__Document passage__:
##############################
Hunt the milk bottle

Doorstep milk delivery is an old and honourable British tradition, and one that, as a person with visual impairment, I particularly value. So why has it proved so difficult of late to get the dairy to leave the milk in a place where I can actually find it?

I have had milk delivered to my front door for many years. It is convenient. I can’t easily get to the shops so it suits me to have the dairy bring milk, fruit juice and yoghurts to my house.

When I first moved to my current home in Swindon, the milk was generally left on top of the gas meter by the front door. This turned out to be an invitation to passing milk thieves, however, especially when I was late rising on Saturday mornings, so I purchased a lidded box for the milk to go in. I put it by my front door with a label on it clearly stating that it was for milk and postal deliveries. This worked well. The person delivering the milk knew where to leave it and I knew where to find it.

Last week, though, my milk delivery person started to do his or her own thing. One day, they left the milk by the gate, where I couldn’t find it. Fortunately, on this occasion, a friend saw it and brought it in for me. On another day, the milk was left behind the box, where I could find it but, thanks to the restrictions placed on me following my hip and leg bone replacement, I couldn’t bend down to pick it up. In the end I had to call my neighbour for help.

Frustrated by all this, I emailed the dairy and complained. I explained yet again that I am blind and have limited mobility. I cannot go crawling round my garden hunting for the milk, especially as I can’t pick it up even if I find it. (I should mention that my box stands on another box, so I don’t have to bend down to get the milk out of it.)

The next time, they left the milk on top of the gas meter. I hadn’t expected it to be there and so didn’t find it. Later in the day, my kind postlady rang the bell. She didn’t have to. The letter would have gone through the mail flap but she was worried about me as the milk hadn’t been taken in. I thanked her profusely.

By this point, though, I had already emailed the dairy again. “I imagine my milk is somewhere in my garden,” I wrote. “I haven’t found it yet.” I stated that I expected an apology for the inconvenience.
##############################
__Data listing__:
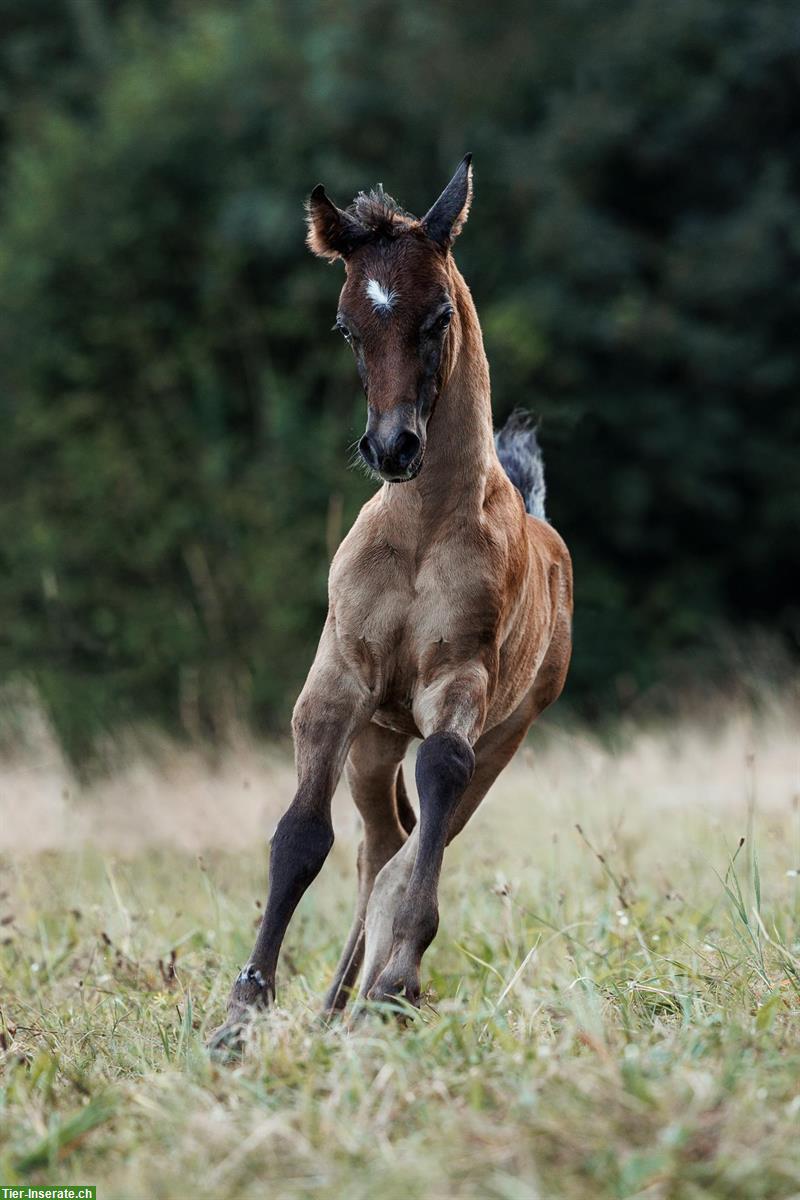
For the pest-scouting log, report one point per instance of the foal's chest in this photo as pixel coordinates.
(402, 618)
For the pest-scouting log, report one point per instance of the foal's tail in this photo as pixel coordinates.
(522, 460)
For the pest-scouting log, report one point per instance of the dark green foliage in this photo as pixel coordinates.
(176, 417)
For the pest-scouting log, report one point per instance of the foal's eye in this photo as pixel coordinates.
(441, 322)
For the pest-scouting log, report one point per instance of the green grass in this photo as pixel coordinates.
(614, 1011)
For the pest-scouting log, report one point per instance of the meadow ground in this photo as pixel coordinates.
(613, 1002)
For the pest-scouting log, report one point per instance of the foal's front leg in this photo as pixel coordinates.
(329, 713)
(407, 891)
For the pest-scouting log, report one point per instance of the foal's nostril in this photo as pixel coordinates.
(368, 453)
(404, 449)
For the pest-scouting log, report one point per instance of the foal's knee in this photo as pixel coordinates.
(300, 844)
(444, 767)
##############################
__Prompt 1__: In the milk delivery piece, where was the milk usually left when the writer first moved to the current home in Swindon?
__Prompt 2__: Summarize the milk delivery piece in two sentences.

__Exercise answer 1__: On top of the gas meter by the front door.

__Exercise answer 2__: The writer, who is blind and has limited mobility, values doorstep milk delivery and kept a labeled, lidded box by the front door that let the delivery person and the writer both know where the milk would be. Starting last week, the milk was left by the gate, behind the box, and on the gas meter, where the writer could not find it or pick it up, so the writer emailed complaints to the dairy and said an apology was expected.